• [What needs to be done]: Write out the records below from the first line through the line containing "(format x=320, y=265)", leaving out any pictures.

Region pointing data
'''

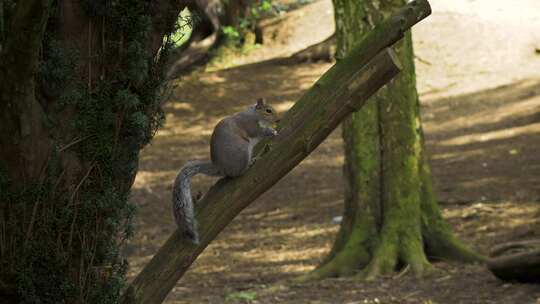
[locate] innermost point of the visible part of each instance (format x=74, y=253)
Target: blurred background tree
x=391, y=216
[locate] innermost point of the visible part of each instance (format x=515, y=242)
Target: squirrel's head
x=266, y=112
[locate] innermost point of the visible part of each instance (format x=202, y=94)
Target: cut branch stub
x=229, y=196
x=340, y=91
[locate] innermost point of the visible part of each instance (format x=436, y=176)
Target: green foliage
x=64, y=235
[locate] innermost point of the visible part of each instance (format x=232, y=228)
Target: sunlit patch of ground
x=479, y=81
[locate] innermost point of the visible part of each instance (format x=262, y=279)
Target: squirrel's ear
x=260, y=102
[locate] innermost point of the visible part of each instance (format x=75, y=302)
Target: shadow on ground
x=483, y=148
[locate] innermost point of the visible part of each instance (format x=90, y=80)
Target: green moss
x=65, y=229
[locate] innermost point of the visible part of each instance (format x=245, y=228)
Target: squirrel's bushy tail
x=182, y=202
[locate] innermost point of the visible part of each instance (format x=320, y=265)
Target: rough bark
x=312, y=118
x=302, y=129
x=391, y=213
x=49, y=182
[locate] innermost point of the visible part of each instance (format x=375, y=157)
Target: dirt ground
x=478, y=68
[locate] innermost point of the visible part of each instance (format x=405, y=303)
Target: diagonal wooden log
x=340, y=91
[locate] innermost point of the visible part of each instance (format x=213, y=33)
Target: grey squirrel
x=231, y=154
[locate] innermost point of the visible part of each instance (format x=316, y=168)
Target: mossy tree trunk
x=391, y=215
x=339, y=92
x=79, y=97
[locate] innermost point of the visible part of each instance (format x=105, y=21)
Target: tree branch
x=339, y=92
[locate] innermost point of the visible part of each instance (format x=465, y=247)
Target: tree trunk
x=79, y=97
x=391, y=216
x=304, y=127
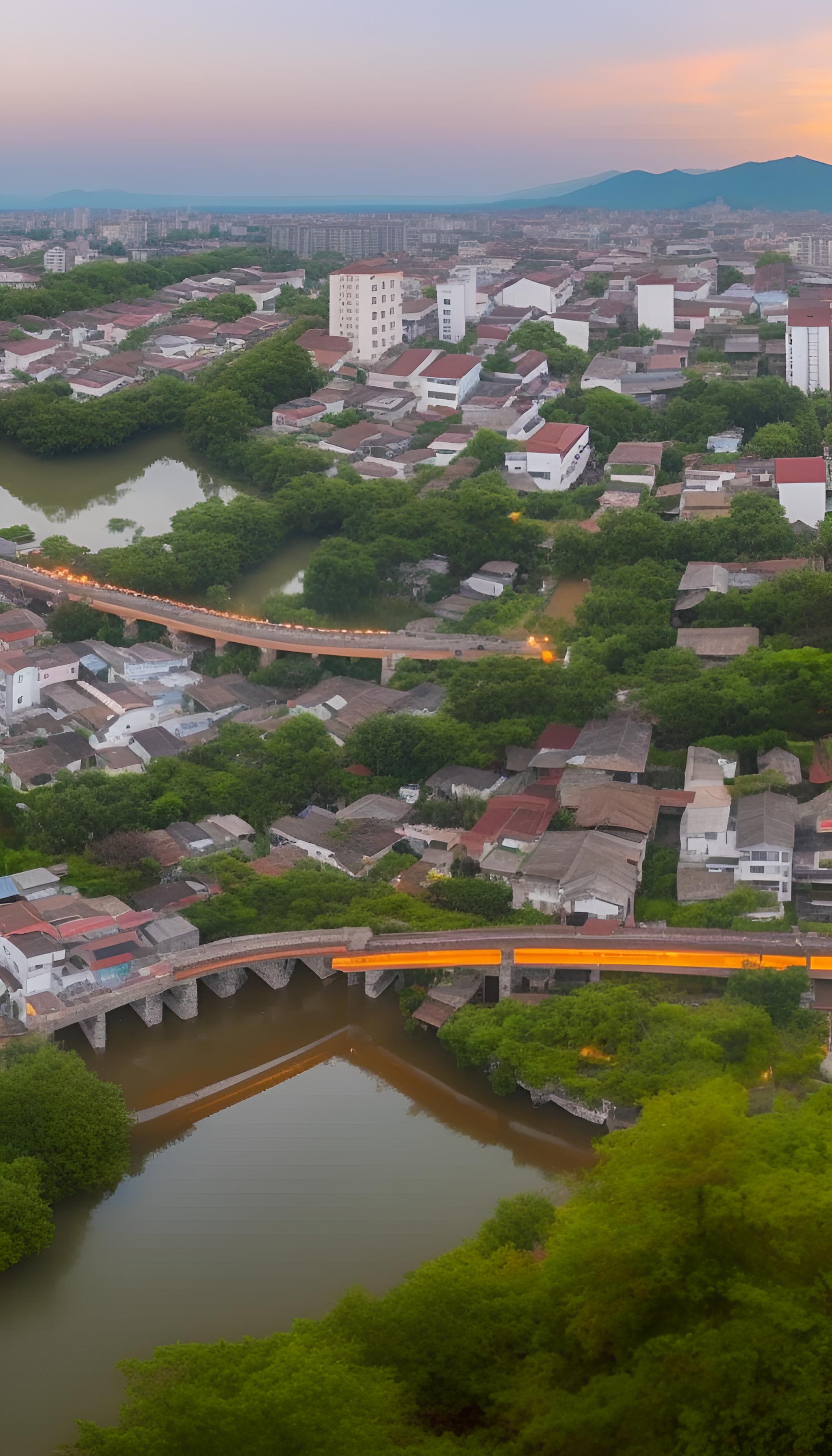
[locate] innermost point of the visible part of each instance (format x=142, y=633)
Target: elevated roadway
x=225, y=628
x=511, y=954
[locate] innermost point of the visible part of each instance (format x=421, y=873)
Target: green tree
x=776, y=440
x=60, y=1114
x=340, y=577
x=76, y=621
x=218, y=418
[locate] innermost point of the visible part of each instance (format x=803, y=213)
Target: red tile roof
x=554, y=439
x=800, y=469
x=451, y=366
x=817, y=315
x=407, y=363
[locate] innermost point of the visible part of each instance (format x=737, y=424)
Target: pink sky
x=467, y=100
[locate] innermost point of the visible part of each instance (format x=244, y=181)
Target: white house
x=802, y=488
x=808, y=346
x=572, y=327
x=554, y=456
x=448, y=381
x=656, y=302
x=543, y=290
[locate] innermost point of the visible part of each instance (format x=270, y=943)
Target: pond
x=349, y=1164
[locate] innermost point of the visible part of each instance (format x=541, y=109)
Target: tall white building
x=56, y=260
x=366, y=308
x=451, y=311
x=808, y=346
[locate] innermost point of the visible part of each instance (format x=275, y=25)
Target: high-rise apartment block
x=366, y=308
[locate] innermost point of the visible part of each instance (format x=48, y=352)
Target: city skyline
x=267, y=105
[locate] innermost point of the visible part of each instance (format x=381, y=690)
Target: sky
x=474, y=98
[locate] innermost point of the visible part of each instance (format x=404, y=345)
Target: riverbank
x=247, y=1213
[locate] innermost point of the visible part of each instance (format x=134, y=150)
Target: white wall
x=451, y=309
x=656, y=306
x=802, y=370
x=804, y=503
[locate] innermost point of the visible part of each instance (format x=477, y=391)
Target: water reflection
x=149, y=479
x=267, y=1202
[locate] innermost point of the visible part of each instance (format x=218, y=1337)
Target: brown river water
x=349, y=1162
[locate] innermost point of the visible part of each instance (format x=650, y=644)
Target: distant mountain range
x=787, y=185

'''

• [Response to the task]:
[locate] innermost point of the visible part of each instance (format x=74, y=253)
Target: blurred background tree
x=391, y=216
[locate] innermost point of the visible part of each instance (format x=515, y=242)
Target: squirrel's head
x=266, y=112
[locate] innermost point of the visible part of each instance (format x=202, y=94)
Target: cut branch stub
x=229, y=196
x=340, y=91
[locate] innermost point of the visible part of each instance (format x=436, y=176)
Target: green foliage
x=64, y=235
[locate] innermost point of the visible part of each instance (format x=232, y=228)
Target: sunlit patch of ground
x=479, y=81
[locate] innermost point of the visible part of each instance (format x=262, y=279)
Target: squirrel's ear
x=260, y=102
[locate] innermost point of the visible part of each instance (format x=75, y=302)
Target: shadow on ground
x=483, y=148
[locate] innermost point of the visible part of each instance (format x=90, y=80)
Target: green moss
x=65, y=229
[locate] innermost point of the visible part of each instance (format x=245, y=228)
Target: squirrel's bushy tail
x=182, y=202
[locate] innermost point of the visible part of each instance (format x=320, y=265)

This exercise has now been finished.